• _Text block_:
I’m a dual-background researcher who was appointed as Tenure-track Assistant Professor for medical AI at ETH Zurich (see announcement). Prior to this, I was a postdoctoral researcher at Stanford University in the group of Prof. Jure Leskovec. Previously, I completed my PhD at ETH Zurich in the Machine Learning and Computational Biology Lab of Prof. Karsten Borgwardt, and my MD and medical training at the University of Basel.
Here, you can find my CV.
During my PhD, I developed machine learning models for medical time series and developed methods for representation learning, spiked with topological data analysis. During my postdoc at Stanford, I have been exploring novel frontiers of medical AI and medical foundation models involving zero-shot and few-shot learning, knowledge injection, multimodal medical reasoning.

• _What is expected_: Pick up the biographical statement about the medical AI researcher after its final sentence and continue it in the same first-person voice.

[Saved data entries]
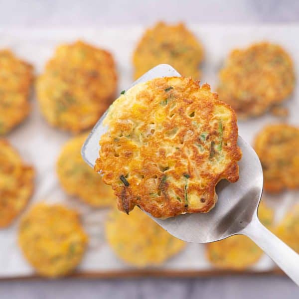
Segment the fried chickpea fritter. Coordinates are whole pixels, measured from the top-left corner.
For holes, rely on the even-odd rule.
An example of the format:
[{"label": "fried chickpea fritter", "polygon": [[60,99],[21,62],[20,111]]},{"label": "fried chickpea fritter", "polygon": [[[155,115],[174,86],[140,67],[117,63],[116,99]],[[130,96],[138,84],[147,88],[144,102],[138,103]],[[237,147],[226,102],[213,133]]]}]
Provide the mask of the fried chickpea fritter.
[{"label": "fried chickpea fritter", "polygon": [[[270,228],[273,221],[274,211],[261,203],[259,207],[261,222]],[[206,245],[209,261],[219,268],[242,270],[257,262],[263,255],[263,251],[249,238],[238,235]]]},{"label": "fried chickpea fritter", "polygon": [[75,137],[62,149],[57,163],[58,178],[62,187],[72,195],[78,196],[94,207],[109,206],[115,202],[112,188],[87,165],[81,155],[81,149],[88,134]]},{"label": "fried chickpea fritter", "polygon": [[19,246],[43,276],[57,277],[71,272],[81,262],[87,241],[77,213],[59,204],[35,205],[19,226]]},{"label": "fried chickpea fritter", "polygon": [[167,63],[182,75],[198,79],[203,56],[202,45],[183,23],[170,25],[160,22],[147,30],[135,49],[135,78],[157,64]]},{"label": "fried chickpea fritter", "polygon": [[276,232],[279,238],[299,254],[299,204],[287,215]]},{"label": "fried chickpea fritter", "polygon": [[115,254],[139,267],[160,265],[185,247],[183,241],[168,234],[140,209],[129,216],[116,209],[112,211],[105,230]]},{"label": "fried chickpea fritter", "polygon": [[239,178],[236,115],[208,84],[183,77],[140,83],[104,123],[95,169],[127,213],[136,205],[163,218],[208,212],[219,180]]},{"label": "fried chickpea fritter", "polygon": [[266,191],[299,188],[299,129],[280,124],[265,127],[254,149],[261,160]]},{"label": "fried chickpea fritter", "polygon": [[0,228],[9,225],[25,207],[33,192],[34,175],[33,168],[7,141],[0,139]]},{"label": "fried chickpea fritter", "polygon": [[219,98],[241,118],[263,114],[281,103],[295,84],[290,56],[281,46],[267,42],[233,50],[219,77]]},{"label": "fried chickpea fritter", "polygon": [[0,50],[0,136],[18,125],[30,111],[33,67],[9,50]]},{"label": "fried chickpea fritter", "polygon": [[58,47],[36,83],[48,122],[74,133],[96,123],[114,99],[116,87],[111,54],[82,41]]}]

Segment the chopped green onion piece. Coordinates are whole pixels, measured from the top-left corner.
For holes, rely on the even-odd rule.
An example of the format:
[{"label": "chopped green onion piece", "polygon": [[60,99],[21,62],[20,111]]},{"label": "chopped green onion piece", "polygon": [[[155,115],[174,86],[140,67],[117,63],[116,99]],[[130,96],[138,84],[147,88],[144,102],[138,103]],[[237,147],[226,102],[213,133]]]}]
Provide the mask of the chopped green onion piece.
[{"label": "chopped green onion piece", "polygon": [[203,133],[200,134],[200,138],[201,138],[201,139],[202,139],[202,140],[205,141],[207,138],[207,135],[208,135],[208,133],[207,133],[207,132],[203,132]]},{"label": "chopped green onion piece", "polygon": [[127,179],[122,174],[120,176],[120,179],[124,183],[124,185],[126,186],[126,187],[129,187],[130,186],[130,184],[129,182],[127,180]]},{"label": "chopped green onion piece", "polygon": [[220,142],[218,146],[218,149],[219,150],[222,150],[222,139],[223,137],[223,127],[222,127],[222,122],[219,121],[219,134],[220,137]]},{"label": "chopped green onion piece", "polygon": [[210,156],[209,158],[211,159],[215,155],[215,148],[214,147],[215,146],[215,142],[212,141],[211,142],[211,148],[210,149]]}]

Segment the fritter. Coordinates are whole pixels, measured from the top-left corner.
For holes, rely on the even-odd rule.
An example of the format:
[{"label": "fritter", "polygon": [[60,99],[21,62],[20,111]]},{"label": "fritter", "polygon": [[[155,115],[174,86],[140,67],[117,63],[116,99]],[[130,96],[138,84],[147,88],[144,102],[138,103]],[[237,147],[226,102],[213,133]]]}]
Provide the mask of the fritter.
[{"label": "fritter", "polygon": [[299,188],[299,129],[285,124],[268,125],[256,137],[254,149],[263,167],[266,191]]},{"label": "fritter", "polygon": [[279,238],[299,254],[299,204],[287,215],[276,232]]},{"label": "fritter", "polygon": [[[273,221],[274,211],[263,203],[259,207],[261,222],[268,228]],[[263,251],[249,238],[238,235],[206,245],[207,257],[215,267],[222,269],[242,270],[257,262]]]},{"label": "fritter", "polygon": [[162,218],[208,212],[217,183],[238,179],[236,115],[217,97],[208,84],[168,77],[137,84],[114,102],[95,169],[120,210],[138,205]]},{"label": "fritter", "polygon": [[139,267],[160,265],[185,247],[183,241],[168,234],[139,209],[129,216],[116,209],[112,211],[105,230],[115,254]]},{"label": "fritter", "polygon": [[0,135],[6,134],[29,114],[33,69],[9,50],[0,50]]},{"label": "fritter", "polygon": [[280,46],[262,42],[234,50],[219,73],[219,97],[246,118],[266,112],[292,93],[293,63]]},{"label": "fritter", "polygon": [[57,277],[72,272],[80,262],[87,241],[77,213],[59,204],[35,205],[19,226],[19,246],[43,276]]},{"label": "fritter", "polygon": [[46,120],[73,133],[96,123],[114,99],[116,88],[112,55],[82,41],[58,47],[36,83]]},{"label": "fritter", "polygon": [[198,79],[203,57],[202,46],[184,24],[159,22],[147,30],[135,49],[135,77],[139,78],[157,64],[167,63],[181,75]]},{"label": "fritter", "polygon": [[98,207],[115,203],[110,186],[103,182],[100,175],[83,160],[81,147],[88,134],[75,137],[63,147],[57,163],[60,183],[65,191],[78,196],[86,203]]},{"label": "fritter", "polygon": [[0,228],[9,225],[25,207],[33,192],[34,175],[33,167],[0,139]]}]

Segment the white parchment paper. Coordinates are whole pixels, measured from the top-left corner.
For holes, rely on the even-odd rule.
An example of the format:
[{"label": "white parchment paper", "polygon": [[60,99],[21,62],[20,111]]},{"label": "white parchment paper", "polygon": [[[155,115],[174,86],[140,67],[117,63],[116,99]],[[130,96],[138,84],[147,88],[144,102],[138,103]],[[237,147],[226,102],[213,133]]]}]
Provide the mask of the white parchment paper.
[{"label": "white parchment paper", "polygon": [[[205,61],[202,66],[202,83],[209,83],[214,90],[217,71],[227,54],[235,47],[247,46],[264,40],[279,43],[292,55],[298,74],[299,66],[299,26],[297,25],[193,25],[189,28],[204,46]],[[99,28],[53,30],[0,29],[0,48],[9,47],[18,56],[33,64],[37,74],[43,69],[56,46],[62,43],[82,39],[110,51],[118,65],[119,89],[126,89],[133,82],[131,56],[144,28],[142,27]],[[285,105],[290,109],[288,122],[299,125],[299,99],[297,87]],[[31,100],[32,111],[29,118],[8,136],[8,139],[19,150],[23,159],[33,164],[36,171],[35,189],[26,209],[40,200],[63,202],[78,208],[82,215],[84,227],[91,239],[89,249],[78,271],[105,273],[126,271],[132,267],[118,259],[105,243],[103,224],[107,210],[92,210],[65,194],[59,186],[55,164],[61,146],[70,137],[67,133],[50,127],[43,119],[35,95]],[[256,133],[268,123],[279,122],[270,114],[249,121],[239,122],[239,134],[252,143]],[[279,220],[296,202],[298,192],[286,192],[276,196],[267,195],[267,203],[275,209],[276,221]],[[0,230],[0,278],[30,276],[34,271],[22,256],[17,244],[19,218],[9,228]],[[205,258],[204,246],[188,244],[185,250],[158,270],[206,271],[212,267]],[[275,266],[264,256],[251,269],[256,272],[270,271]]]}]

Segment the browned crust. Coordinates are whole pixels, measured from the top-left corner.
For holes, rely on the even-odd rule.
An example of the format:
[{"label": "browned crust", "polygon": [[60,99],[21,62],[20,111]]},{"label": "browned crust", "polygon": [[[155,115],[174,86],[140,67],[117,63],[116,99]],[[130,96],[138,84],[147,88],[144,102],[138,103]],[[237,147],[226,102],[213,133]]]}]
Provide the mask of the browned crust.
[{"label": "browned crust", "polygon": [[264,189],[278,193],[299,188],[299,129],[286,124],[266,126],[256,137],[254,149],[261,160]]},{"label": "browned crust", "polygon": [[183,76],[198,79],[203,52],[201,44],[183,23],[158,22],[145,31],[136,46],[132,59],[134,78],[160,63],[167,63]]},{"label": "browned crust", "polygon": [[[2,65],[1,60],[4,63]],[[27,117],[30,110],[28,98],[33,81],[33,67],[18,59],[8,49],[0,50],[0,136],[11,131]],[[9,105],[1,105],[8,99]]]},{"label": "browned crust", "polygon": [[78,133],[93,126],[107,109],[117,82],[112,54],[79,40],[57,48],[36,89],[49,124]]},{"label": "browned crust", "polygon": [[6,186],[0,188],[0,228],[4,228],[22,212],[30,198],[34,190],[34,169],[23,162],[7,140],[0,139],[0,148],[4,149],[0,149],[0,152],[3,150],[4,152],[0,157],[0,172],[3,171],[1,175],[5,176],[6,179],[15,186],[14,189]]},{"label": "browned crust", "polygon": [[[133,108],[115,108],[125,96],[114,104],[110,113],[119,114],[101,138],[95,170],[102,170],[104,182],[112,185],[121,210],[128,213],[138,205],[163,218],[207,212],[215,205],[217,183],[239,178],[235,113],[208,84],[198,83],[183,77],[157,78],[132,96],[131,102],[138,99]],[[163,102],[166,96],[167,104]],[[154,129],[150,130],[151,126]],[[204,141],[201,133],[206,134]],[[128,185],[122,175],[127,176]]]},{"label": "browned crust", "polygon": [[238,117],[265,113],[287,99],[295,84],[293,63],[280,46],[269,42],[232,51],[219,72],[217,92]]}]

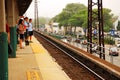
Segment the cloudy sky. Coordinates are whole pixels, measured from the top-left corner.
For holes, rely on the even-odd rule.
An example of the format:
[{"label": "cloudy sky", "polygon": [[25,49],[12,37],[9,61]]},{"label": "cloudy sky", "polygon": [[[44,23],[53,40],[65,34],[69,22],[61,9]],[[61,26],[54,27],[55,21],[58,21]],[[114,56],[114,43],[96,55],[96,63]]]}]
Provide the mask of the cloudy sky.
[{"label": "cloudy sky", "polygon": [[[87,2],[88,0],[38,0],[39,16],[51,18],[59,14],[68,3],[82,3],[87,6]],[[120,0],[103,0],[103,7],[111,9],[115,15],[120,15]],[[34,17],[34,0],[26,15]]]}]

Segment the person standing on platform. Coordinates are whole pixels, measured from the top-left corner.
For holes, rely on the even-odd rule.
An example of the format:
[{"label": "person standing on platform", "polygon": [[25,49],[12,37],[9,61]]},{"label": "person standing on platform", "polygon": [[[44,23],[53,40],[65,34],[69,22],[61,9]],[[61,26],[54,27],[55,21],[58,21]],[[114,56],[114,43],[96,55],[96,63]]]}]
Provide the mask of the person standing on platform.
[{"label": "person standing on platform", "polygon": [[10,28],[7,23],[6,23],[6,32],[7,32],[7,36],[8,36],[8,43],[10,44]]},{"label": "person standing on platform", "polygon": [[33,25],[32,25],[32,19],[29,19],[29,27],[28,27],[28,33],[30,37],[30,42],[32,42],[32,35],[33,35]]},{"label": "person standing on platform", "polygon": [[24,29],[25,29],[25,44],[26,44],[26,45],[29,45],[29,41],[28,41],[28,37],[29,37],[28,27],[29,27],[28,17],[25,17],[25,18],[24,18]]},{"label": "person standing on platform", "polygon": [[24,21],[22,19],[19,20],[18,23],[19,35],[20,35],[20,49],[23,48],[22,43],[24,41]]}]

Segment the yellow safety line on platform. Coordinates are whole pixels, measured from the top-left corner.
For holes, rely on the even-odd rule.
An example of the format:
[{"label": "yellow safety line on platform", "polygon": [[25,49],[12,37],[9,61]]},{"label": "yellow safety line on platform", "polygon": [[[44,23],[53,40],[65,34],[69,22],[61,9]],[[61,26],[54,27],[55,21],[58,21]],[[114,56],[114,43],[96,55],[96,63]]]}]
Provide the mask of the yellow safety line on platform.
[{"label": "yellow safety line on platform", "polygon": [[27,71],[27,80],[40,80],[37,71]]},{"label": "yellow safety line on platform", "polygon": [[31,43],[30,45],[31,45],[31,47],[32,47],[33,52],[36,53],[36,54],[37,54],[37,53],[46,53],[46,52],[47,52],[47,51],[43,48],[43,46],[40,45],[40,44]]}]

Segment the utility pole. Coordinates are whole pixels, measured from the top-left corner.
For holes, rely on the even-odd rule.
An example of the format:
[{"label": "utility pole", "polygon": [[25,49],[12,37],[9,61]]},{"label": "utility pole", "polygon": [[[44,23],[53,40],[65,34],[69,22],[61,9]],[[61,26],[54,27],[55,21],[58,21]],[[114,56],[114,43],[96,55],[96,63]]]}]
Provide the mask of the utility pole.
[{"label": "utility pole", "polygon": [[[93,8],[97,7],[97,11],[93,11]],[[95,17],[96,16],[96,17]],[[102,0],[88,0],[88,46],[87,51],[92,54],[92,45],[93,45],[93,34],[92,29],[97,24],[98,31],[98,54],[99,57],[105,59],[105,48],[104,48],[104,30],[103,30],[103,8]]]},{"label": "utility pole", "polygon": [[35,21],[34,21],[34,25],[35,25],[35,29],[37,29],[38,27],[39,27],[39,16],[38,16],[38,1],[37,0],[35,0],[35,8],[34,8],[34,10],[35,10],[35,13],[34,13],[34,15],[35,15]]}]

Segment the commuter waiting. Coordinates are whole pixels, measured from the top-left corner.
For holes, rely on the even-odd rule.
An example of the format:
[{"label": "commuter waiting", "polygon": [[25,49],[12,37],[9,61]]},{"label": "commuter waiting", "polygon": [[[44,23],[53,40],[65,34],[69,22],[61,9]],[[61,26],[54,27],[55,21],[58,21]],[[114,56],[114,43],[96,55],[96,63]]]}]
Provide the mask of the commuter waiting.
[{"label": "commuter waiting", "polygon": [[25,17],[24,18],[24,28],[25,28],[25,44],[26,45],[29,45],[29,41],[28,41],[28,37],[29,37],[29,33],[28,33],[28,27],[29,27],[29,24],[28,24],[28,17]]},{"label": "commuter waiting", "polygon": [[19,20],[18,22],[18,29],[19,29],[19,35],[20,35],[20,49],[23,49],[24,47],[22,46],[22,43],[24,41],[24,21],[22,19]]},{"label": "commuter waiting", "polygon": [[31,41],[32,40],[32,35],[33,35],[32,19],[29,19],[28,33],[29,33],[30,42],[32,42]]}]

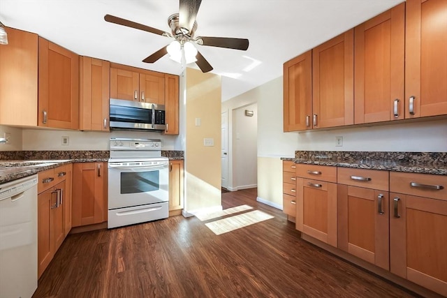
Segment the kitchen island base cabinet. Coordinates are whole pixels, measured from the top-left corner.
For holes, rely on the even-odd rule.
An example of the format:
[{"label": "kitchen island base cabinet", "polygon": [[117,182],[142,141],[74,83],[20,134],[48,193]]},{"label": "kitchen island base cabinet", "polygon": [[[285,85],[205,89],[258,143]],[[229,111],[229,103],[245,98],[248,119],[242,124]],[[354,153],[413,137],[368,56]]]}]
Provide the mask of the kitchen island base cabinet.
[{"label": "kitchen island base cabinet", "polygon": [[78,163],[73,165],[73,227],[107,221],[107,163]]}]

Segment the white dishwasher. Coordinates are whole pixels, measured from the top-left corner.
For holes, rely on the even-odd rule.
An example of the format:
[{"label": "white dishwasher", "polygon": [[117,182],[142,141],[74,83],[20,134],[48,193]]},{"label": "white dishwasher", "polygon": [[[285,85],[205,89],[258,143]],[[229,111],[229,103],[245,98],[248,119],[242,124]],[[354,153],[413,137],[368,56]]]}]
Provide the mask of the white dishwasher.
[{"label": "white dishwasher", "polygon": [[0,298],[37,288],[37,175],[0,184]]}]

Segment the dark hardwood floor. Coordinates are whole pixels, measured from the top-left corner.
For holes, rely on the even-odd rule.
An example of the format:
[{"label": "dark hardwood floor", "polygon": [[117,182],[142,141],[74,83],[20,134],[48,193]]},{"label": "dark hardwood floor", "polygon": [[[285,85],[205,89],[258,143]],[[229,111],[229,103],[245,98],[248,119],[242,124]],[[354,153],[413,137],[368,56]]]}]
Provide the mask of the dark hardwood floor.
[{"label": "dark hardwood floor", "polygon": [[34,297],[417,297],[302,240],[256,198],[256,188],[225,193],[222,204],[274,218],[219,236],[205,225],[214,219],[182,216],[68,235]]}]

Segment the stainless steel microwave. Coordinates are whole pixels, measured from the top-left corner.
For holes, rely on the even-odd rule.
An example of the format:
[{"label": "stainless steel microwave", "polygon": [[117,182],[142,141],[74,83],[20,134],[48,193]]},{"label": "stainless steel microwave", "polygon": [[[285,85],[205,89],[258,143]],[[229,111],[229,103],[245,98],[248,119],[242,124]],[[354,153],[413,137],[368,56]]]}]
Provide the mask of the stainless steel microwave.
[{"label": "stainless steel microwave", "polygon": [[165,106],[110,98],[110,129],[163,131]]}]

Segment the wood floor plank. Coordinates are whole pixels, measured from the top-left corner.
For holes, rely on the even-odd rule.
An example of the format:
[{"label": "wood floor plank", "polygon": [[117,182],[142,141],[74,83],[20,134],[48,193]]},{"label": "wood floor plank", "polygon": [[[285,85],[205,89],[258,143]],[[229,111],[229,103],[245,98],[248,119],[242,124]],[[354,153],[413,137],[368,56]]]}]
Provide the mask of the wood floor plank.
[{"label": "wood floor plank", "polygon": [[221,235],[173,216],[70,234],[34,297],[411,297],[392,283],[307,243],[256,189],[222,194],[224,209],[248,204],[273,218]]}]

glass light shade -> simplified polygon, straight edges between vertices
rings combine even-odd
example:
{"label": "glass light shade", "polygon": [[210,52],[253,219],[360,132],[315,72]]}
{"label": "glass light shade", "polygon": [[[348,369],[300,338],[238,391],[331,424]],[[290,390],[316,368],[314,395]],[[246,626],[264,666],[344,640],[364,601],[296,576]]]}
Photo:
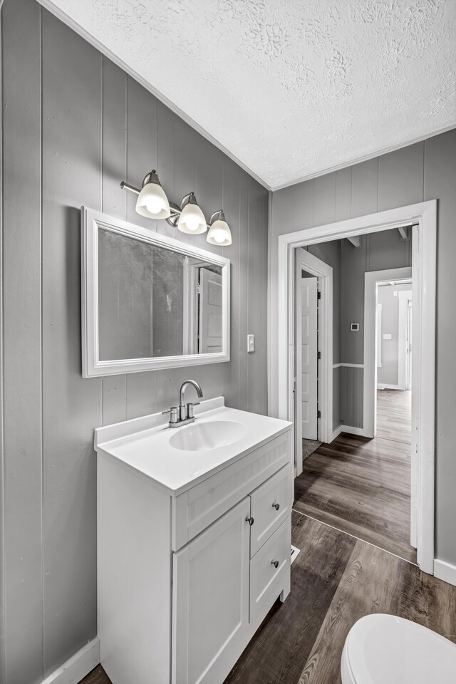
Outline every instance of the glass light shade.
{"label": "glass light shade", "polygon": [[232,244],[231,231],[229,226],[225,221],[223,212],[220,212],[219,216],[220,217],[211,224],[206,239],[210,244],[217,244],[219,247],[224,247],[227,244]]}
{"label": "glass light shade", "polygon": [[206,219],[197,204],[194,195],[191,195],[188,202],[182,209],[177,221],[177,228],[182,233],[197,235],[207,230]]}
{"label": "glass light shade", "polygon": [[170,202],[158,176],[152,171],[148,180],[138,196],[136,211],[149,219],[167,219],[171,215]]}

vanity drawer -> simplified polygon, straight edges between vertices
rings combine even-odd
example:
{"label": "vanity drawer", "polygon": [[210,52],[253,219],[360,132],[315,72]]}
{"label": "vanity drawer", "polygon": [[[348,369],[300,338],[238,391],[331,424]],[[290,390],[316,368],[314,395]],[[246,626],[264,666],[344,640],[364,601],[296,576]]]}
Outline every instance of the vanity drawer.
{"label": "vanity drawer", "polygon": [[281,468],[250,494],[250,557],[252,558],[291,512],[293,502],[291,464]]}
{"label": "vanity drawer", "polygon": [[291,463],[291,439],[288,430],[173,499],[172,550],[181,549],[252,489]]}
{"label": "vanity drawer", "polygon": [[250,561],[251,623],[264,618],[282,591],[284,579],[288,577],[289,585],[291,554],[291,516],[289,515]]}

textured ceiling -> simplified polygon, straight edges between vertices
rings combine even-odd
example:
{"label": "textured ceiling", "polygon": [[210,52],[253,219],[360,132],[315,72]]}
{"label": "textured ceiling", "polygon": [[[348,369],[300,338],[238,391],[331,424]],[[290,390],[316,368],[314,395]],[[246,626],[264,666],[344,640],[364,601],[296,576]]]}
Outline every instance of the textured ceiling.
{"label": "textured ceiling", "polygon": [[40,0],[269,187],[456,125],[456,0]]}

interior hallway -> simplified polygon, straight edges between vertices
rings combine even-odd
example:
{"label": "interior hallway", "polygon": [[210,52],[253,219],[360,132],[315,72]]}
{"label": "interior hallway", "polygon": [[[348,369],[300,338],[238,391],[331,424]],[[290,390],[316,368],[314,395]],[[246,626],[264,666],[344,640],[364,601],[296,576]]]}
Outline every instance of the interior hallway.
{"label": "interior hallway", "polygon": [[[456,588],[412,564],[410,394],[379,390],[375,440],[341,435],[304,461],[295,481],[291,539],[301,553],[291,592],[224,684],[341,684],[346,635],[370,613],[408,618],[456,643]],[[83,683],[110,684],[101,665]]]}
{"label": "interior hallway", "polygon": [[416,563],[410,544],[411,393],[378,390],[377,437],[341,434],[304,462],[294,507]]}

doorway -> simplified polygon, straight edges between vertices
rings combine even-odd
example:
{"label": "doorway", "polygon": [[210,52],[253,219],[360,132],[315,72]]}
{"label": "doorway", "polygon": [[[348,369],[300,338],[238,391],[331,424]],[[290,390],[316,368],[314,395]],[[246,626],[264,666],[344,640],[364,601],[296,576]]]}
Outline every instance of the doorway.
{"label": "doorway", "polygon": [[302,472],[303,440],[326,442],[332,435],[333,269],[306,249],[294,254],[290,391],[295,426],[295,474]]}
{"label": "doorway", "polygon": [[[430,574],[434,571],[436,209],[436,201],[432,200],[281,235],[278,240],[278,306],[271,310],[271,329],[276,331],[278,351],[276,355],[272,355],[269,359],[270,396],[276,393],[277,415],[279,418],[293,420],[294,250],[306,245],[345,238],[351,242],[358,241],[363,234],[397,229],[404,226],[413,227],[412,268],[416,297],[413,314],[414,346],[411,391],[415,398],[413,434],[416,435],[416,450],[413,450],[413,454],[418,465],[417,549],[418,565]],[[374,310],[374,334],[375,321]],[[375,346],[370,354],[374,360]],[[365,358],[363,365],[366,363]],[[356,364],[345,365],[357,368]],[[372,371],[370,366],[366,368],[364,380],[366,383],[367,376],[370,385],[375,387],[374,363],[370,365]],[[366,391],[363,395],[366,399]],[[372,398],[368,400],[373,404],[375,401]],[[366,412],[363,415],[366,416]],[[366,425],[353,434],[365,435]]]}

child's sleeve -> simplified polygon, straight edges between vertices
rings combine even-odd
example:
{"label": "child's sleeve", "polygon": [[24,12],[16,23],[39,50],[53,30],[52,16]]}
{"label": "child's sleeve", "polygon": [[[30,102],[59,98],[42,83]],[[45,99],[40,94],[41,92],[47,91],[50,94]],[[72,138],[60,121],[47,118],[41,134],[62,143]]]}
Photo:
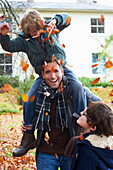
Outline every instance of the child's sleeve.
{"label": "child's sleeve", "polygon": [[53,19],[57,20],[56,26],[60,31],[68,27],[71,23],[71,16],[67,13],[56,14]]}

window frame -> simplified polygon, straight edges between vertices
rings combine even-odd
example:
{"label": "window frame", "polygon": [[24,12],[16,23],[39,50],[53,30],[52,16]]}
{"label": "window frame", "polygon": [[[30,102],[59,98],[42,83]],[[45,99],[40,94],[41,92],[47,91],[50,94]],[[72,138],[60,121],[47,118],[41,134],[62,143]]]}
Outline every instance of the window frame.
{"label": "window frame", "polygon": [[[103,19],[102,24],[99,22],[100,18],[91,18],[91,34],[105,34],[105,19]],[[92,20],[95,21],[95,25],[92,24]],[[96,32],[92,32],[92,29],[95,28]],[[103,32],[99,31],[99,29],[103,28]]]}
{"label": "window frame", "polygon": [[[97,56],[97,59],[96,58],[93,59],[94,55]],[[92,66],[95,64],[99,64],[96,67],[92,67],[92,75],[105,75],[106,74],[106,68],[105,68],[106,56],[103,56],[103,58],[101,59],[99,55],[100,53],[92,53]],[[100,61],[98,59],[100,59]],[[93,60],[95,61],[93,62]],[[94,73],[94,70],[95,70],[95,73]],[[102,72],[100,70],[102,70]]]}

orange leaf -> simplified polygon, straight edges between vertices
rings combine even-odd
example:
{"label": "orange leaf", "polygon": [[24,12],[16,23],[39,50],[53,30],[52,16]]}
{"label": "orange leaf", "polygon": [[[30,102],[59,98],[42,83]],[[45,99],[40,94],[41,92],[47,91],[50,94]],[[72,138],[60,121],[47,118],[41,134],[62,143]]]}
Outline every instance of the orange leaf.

• _Response to this exercise_:
My current research focuses on developing and evaluating flexible and reusable pre-trained AI models, including language models, vision-language models, and AI agent systems for various medical and biomedical use-cases.
Concretely, my vision is to develop generalist models for medicine (see figure excerpt below), i.e. large, pre-trained medical foundation models that can flexibly ingest multiple modalities, solve dynamically specified tasks (zero-shot or few-shot) and reason over (and retrieve from) structured and editable biomedical knowledge sources.